- [Task description]:
Repeat the data exactly as it appears.

- [Source material]:
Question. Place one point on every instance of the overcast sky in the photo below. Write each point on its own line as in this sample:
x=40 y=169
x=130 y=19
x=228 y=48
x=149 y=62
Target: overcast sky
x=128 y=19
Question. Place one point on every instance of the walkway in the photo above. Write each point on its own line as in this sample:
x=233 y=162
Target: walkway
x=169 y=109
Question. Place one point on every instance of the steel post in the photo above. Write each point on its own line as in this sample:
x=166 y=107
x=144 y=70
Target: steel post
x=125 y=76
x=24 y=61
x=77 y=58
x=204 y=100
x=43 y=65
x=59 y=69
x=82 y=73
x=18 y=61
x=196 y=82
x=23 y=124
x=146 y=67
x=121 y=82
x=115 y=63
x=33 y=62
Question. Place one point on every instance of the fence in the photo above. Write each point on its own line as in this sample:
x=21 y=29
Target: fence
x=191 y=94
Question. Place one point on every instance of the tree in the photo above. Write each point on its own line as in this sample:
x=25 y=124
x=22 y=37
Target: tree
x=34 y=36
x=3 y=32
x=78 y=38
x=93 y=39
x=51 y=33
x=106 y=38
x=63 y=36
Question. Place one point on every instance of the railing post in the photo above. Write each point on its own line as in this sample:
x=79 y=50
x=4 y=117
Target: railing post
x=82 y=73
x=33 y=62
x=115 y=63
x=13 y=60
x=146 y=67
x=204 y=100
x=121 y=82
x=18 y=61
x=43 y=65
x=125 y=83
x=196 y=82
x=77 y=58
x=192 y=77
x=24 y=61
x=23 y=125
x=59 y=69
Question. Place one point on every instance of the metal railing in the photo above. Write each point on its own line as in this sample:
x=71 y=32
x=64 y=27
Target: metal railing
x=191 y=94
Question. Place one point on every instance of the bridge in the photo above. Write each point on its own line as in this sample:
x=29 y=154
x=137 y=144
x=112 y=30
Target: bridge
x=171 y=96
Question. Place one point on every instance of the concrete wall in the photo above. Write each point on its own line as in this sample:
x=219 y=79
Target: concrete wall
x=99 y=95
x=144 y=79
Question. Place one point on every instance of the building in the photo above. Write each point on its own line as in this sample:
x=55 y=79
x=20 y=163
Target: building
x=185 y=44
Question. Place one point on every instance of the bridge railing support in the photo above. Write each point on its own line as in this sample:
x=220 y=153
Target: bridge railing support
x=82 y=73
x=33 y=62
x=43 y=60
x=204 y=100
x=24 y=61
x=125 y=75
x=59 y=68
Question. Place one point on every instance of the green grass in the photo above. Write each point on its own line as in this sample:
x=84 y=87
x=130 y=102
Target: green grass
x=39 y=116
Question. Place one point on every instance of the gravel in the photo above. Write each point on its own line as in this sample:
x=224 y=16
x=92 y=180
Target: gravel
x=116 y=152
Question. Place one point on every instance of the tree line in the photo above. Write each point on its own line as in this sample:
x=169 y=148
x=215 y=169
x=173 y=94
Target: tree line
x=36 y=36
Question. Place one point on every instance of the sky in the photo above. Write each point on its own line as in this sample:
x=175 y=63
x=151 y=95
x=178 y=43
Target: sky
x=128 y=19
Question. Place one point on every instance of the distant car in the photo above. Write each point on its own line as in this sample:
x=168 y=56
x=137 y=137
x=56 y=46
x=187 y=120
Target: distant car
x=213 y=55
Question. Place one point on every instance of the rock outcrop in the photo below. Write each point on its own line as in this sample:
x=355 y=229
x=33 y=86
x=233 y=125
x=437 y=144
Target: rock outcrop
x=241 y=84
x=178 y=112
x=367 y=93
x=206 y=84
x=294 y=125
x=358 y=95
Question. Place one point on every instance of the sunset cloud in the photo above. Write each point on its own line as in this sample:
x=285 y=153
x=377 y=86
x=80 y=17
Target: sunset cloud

- [Written solution]:
Question. Place one point on every instance of the overcast sky in the photo below. Write each point on its own line as in this sample:
x=40 y=169
x=130 y=19
x=228 y=48
x=149 y=62
Target: overcast sky
x=128 y=19
Question. Place one point on every instance of the walkway in the photo above. Write each point on its own line as in this sample:
x=233 y=162
Target: walkway
x=169 y=109
Question. Place one point on every instance of the steel post in the photo above. Write each point on its own line as in this sample:
x=166 y=107
x=144 y=70
Target: steel post
x=125 y=76
x=24 y=61
x=77 y=58
x=204 y=100
x=43 y=65
x=59 y=69
x=82 y=73
x=18 y=61
x=196 y=82
x=23 y=124
x=146 y=67
x=121 y=82
x=115 y=63
x=33 y=62
Question. Place one point on every instance of the fence in the photo above. Write each point on its own line as in this sample:
x=21 y=29
Target: fence
x=191 y=94
Question. Place one point on every instance of the tree in the photo above. Write each point on its own line as in this sample:
x=25 y=124
x=22 y=37
Target: tree
x=34 y=36
x=3 y=32
x=78 y=38
x=93 y=39
x=51 y=33
x=106 y=38
x=63 y=36
Question. Place one point on every instance of the railing post in the photo above. Write each point on its own line as in this sample:
x=79 y=50
x=4 y=117
Target: railing post
x=82 y=73
x=33 y=62
x=115 y=63
x=13 y=60
x=146 y=67
x=204 y=100
x=121 y=82
x=18 y=61
x=43 y=65
x=125 y=83
x=196 y=82
x=77 y=58
x=192 y=77
x=24 y=61
x=23 y=125
x=59 y=69
Question. Place one point on every instance of the metal railing in the photo above. Write each point on its own line as in this sample:
x=71 y=32
x=64 y=27
Target: metal railing
x=191 y=94
Question. Place one point on every instance of the bridge in the photo above. Write each point on its own line as in this sample:
x=29 y=154
x=137 y=144
x=112 y=30
Target: bridge
x=171 y=96
Question. Place one point on every instance of the concrete wall in the photo above. Write each point on its own line as in this sample:
x=219 y=79
Target: concrete wall
x=99 y=95
x=144 y=79
Question. Place one point on every instance of the building in the photo above. Write each point on its own line as in this sample:
x=55 y=79
x=20 y=163
Target: building
x=185 y=44
Question. Place one point on every instance of the bridge railing support in the photo above. Write each point on its own line as in this sample:
x=220 y=153
Target: bridge railing support
x=82 y=73
x=33 y=62
x=43 y=60
x=204 y=100
x=24 y=61
x=125 y=75
x=59 y=68
Question. Place one point on every instance of the green grass in the photo above. Write each point on its own line as in this sample:
x=84 y=87
x=130 y=102
Target: green grass
x=39 y=116
Question. Place one point on every instance of the gravel in the photo above. Write each point on its own line as in this sample:
x=224 y=16
x=92 y=180
Target: gravel
x=116 y=152
Question. Place one point on every instance of the tree line in the photo above. Write each point on its own line as in this sample:
x=169 y=148
x=215 y=169
x=173 y=94
Target: tree line
x=36 y=36
Question. Place one point on every instance of the sky in the photo above. Write each point on its own line as in this sample:
x=175 y=63
x=151 y=95
x=178 y=43
Target: sky
x=128 y=19
Question. Place one point on every instance of the distant car in the photo above. Write each point on its own line as in this sample:
x=168 y=56
x=137 y=137
x=56 y=46
x=187 y=120
Target: distant car
x=213 y=55
Question. Place one point on every instance of the rock outcrop in the photo below. Write each point on its own line as in this sample:
x=355 y=229
x=33 y=86
x=233 y=125
x=437 y=144
Target: rock outcrop
x=241 y=84
x=178 y=112
x=367 y=93
x=206 y=84
x=294 y=125
x=358 y=95
Question. Place one point on every instance of the sunset cloud in the photo above. Write each point on its own line as in this sample:
x=285 y=153
x=377 y=86
x=80 y=17
Target: sunset cloud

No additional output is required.